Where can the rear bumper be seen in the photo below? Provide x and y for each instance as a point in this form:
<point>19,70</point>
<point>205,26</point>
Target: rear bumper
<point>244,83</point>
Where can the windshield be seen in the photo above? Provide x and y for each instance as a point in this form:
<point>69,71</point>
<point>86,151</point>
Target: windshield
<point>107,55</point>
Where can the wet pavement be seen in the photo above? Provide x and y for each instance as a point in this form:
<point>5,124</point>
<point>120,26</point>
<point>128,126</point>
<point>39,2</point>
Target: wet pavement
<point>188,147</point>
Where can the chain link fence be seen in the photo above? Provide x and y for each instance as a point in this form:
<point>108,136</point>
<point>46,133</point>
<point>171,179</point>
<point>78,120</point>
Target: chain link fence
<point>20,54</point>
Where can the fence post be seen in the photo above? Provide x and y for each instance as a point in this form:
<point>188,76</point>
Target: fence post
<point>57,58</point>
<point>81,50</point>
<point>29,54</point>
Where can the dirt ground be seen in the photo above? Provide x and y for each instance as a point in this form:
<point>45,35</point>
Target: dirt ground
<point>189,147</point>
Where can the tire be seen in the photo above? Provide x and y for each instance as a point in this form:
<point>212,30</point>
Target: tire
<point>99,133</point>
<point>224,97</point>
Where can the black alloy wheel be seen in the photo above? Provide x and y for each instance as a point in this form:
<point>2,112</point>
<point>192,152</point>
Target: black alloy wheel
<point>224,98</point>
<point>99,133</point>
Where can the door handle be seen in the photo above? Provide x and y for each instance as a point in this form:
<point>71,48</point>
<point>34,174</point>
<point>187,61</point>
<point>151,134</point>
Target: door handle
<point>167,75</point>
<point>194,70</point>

***

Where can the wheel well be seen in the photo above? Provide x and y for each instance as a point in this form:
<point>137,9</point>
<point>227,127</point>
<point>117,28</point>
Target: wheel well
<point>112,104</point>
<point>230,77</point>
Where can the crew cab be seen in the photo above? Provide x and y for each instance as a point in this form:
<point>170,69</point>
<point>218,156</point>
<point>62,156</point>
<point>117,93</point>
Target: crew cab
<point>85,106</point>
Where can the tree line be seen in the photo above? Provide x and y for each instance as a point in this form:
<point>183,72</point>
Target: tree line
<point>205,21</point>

***

**TAREFA BREVE:** Transcreva sem nenhuma alteração as linhas dos registros desde a que contém "Where can the rear" até a que contém "<point>107,55</point>", incluindo as duas.

**RESULTADO COMPLETO:**
Where can the rear bumper be seen in the photo below? Provide x and y for each instance as a point in this form:
<point>19,70</point>
<point>205,26</point>
Target: rear bumper
<point>244,83</point>
Where can the windshield be seen in the photo above? Provide x and y for each instance as a point in this form:
<point>69,71</point>
<point>86,151</point>
Target: windshield
<point>107,55</point>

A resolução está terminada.